● **Aim of the exercise**:
Write out the stretch of lines below that begins at the line with "Mark each instance of the bridge" and ends at the line with "Mark each instance of the column", including both, exactly as given and nothing more.

● **Information shown**:

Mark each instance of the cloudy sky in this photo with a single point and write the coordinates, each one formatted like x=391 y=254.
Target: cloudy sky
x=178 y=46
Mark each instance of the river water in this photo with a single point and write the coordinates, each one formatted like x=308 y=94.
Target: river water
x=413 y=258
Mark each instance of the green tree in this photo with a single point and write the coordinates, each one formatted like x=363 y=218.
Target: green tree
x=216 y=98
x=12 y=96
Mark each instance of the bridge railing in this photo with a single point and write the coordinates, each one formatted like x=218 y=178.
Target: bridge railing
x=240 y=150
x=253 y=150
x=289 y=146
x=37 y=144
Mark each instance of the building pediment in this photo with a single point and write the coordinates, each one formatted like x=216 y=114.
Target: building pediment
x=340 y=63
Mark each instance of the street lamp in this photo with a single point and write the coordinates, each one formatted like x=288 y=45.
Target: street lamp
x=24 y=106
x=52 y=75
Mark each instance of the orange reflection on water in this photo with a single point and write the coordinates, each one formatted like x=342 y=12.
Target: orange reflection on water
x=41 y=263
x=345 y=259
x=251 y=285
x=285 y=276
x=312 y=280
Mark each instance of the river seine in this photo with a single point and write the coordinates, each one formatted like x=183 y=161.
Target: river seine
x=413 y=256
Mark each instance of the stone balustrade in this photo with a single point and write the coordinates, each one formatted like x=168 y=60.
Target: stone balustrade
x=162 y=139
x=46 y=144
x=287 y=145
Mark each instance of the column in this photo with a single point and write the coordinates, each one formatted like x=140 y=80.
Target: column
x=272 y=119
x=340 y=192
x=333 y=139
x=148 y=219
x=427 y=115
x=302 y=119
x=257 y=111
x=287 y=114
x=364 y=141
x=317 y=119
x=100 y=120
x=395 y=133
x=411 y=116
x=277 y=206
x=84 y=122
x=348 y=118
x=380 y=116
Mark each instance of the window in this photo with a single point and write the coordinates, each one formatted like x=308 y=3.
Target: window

● **Response to this task**:
Mark each instance of the bridge railing in this photo with a single point and write the coordinates, each one formatted like x=218 y=178.
Target: bridge railing
x=240 y=150
x=253 y=150
x=289 y=146
x=37 y=144
Mark each instance of the building pediment in this photo with a single point and write the coordinates, each one formatted like x=216 y=114.
Target: building pediment
x=340 y=63
Mark each instance of the street lamp in this photo with a single point and write the coordinates, each one formatted like x=288 y=45.
Target: street lamp
x=24 y=106
x=52 y=75
Mark each instance of the orange reflection on water in this photo with a single point and write the coordinates, each one formatted like x=342 y=12.
Target: orange reflection on water
x=41 y=263
x=345 y=259
x=251 y=285
x=285 y=276
x=312 y=280
Mark each instance of the river seine in this photo with a single point and write the coordinates, each one formatted like x=183 y=161.
Target: river seine
x=413 y=256
Mark each instance of the stone balustrade in this photo with a single point and write the coordinates, each one formatted like x=168 y=60.
Target: stone balustrade
x=162 y=139
x=46 y=144
x=287 y=145
Mark each instance of the column in this photo with a single point and write the coordinates, each one formatted like x=140 y=80.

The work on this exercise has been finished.